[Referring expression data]

######

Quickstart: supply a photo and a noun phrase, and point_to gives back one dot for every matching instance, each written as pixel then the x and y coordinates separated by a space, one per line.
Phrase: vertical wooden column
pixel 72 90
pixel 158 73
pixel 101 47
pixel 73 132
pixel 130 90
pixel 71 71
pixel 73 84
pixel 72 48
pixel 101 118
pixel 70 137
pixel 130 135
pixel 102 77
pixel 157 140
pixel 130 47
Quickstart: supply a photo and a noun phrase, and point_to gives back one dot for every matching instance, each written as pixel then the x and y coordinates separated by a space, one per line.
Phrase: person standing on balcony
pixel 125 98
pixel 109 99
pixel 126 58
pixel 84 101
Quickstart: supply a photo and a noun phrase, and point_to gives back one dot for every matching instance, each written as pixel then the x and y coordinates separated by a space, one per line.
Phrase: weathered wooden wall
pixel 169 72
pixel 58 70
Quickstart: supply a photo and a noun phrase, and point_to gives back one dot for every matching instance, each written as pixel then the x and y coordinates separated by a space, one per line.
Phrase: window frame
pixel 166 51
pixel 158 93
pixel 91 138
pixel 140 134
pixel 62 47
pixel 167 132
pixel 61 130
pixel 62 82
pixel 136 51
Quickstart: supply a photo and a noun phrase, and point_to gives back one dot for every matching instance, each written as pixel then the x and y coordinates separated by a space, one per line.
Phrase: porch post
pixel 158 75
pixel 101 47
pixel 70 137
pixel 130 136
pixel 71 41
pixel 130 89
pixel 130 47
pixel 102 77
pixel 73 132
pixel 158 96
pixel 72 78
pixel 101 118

######

* Exercise goal:
I would like you to return every entry exactly, with nothing changed.

* Task response:
Quickstart: supply a photo and a noun phrase, and point_to gives back one dot for every matching instance, each written as pixel then the x and y coordinates separated by a space, one per line.
Phrase: vertical wooden column
pixel 72 90
pixel 158 73
pixel 101 47
pixel 73 132
pixel 130 90
pixel 71 71
pixel 73 84
pixel 72 48
pixel 101 118
pixel 70 137
pixel 130 135
pixel 102 77
pixel 157 140
pixel 130 47
Quickstart: supply a photo and a noun phrase, and point_to gives back one dot for every matching instance, each written as pixel then the x and y coordinates separated by a space, one per line.
Phrase: person standing on balcony
pixel 125 98
pixel 109 99
pixel 126 58
pixel 84 101
Quickstart: supply a photo and a noun phrase, and point_to gives back one dot for every matching instance, each written as pixel then the x and y coordinates separated by a space, one per line.
Phrase: weathered wooden wall
pixel 169 72
pixel 58 70
Quickstart: supply a photo and a noun phrase, and point_to gives back one dot for every matching instance, each written as pixel then the x and y coordinates separated by a space, one per line.
Phrase: window frame
pixel 166 51
pixel 158 93
pixel 91 138
pixel 140 134
pixel 62 47
pixel 167 132
pixel 61 130
pixel 62 82
pixel 136 51
Quickstart: supply a photo and a noun phrase, and point_to gives back one dot for every matching instance, each written as pixel then the x and y coordinates separated by a space, one per line.
Phrase: porch post
pixel 158 75
pixel 101 47
pixel 70 137
pixel 130 136
pixel 71 41
pixel 130 89
pixel 130 47
pixel 102 77
pixel 73 132
pixel 158 96
pixel 72 78
pixel 101 118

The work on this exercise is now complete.